→ WORK TO DO
Gather every line from the items below that contains the word "plaque", and list those lines in order.

→ RECORDS PROVIDED

↓

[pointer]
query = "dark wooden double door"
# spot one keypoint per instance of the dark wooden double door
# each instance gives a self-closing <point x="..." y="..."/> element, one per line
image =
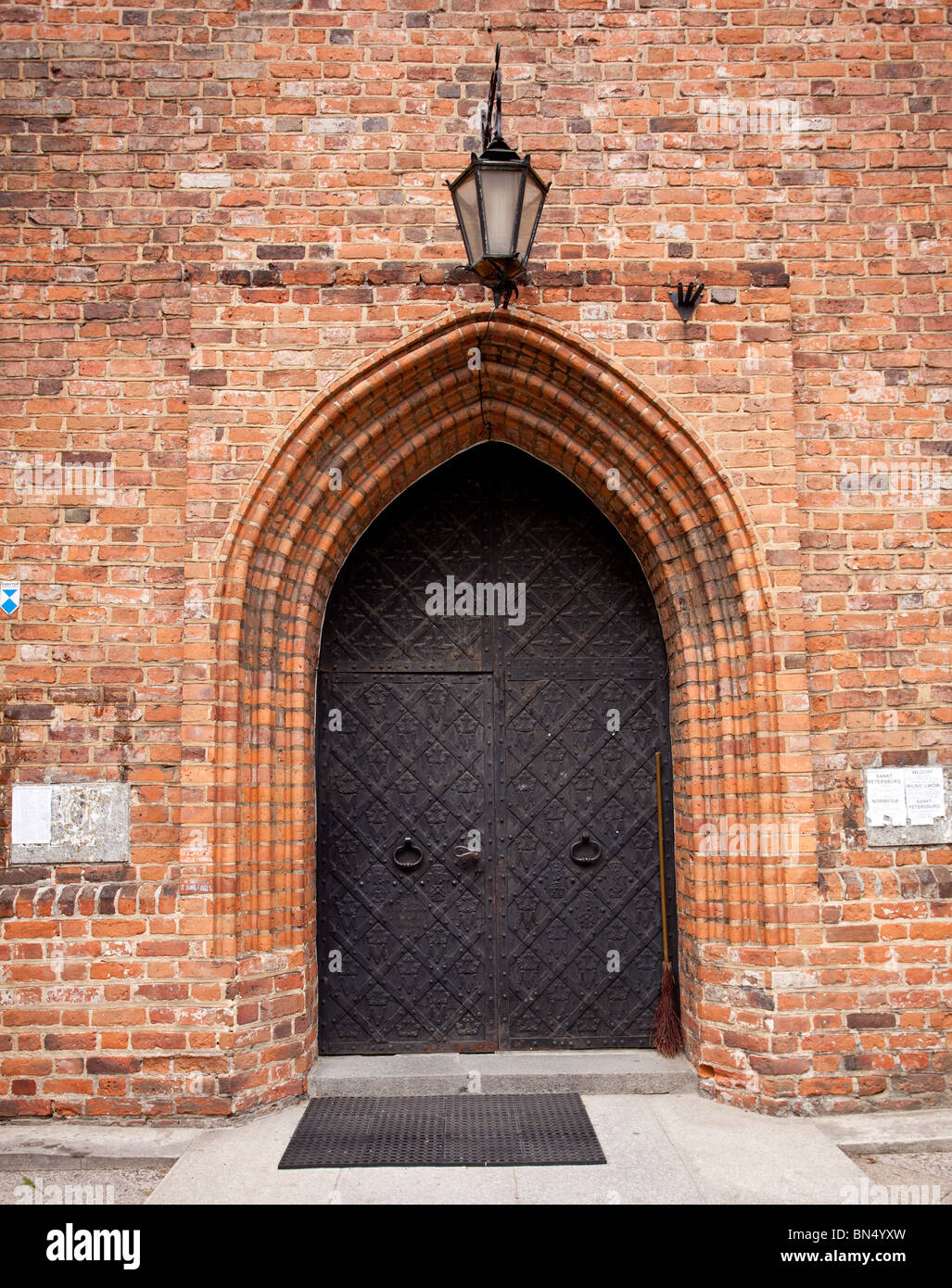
<point x="488" y="814"/>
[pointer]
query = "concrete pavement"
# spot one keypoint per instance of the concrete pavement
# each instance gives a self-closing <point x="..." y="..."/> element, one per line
<point x="660" y="1149"/>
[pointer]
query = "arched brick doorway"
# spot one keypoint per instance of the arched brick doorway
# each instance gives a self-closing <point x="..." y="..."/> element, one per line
<point x="361" y="445"/>
<point x="492" y="694"/>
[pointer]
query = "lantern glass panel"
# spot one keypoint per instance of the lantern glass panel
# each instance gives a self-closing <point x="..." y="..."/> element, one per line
<point x="501" y="185"/>
<point x="466" y="200"/>
<point x="531" y="204"/>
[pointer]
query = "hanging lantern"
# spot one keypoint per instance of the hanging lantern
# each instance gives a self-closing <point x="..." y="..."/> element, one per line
<point x="499" y="200"/>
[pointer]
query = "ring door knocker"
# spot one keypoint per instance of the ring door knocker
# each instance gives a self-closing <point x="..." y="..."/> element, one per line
<point x="585" y="852"/>
<point x="407" y="855"/>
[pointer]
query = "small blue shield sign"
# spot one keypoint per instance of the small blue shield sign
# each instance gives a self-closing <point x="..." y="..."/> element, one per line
<point x="9" y="597"/>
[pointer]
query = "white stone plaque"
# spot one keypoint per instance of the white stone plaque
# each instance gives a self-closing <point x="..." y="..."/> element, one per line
<point x="885" y="795"/>
<point x="32" y="815"/>
<point x="925" y="793"/>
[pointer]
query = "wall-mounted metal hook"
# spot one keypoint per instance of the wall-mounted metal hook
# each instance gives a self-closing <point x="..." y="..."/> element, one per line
<point x="686" y="299"/>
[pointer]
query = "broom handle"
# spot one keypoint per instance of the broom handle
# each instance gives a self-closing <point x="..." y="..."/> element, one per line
<point x="661" y="857"/>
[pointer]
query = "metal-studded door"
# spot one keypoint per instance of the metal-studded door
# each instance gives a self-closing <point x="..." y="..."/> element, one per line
<point x="491" y="694"/>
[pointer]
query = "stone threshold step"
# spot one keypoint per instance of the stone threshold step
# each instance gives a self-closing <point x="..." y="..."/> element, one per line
<point x="514" y="1072"/>
<point x="911" y="1131"/>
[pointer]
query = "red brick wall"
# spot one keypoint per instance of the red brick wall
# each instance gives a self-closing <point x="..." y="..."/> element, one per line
<point x="212" y="218"/>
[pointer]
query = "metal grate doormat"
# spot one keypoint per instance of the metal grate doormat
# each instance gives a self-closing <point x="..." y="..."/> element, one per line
<point x="443" y="1131"/>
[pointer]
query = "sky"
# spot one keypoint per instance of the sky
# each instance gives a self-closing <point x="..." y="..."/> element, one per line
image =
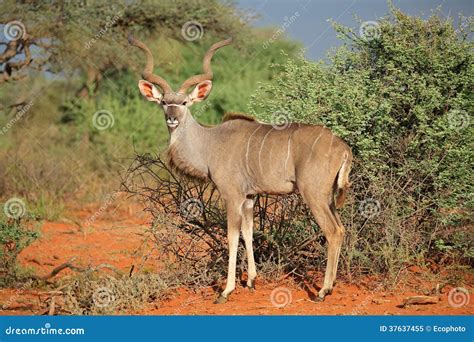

↑

→ SOLUTION
query = "white stone plaque"
# spot one keypoint per instance of the white stone plaque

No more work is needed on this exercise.